◆ TASK STATEMENT ◆
Repeat verbatim the lines from the one that contains "red sock, written" through the one that contains "column 180, row 224", inclusive.

◆ DATASET CONTENT ◆
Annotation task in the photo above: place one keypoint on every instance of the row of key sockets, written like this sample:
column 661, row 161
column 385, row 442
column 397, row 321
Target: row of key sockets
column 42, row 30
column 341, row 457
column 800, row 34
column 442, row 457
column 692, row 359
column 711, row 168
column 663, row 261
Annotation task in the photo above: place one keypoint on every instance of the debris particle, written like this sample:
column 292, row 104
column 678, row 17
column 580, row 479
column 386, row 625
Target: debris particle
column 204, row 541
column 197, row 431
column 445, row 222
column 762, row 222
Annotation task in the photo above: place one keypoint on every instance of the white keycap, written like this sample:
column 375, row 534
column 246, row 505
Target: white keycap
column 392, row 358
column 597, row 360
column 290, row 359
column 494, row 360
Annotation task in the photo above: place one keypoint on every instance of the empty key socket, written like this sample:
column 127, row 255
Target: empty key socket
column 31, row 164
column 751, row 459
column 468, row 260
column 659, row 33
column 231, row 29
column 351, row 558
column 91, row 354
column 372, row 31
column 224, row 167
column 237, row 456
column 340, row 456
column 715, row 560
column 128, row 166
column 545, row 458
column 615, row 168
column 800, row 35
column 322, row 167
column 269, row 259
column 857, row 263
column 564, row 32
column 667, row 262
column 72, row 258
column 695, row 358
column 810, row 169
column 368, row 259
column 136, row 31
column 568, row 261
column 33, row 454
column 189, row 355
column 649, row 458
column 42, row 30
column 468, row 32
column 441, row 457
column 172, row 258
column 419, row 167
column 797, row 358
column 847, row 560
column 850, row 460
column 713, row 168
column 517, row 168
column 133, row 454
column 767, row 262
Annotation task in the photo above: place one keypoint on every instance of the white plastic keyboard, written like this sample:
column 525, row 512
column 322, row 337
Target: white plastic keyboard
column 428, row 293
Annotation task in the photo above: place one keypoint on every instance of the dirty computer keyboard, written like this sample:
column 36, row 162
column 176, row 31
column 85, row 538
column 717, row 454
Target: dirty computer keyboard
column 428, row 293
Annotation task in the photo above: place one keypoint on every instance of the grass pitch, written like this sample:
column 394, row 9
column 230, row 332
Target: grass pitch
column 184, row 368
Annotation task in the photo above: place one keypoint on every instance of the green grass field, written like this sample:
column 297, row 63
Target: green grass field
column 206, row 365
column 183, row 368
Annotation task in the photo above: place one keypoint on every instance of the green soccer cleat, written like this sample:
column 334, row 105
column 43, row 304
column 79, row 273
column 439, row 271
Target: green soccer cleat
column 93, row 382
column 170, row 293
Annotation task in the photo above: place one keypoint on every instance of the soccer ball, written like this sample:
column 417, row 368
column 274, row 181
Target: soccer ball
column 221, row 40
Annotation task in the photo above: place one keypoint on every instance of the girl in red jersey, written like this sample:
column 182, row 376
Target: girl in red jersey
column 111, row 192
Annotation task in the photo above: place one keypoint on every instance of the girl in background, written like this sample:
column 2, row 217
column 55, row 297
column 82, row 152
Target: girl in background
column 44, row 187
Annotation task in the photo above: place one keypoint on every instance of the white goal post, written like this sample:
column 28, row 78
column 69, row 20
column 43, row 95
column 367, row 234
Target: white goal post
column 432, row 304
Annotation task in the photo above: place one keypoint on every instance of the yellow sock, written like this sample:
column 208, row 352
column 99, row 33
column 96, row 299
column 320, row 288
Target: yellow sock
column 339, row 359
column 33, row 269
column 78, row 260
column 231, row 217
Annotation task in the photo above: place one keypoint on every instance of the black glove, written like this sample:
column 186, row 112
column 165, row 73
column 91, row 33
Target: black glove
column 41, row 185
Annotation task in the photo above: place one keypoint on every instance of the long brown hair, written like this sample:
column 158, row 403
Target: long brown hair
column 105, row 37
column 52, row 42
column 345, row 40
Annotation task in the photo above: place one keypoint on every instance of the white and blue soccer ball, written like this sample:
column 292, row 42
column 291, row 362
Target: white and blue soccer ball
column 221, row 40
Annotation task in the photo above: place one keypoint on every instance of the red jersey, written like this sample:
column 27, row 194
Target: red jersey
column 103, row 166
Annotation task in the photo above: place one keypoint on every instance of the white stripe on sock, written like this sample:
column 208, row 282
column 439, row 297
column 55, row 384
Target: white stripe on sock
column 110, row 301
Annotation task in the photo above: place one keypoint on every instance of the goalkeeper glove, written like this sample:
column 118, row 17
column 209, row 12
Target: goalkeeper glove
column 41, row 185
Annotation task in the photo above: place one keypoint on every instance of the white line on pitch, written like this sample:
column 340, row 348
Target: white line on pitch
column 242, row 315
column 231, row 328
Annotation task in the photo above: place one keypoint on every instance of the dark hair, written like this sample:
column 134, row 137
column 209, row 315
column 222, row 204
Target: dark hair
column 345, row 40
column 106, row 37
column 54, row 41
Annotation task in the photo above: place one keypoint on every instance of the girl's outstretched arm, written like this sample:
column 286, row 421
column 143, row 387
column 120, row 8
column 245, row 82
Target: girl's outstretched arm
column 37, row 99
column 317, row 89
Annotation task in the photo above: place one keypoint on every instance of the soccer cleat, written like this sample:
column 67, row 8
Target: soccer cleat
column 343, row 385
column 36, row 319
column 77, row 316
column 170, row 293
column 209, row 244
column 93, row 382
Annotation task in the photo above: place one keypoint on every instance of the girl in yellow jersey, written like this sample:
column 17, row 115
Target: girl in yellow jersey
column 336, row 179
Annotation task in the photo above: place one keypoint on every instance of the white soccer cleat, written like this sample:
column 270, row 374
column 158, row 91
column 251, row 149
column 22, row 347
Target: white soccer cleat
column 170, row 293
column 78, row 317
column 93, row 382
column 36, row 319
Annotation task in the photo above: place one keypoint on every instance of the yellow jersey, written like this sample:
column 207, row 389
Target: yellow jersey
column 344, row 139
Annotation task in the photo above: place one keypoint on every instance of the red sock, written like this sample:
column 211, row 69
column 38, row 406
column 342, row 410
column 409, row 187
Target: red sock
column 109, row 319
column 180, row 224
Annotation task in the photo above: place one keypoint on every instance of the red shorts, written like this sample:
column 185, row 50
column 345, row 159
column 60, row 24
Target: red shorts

◆ RESPONSE TO THE EXERCISE ◆
Annotation task in the photo above: place one keypoint on every instance of the red sock, written like this sample:
column 211, row 69
column 38, row 406
column 342, row 410
column 409, row 187
Target: red sock
column 109, row 319
column 180, row 224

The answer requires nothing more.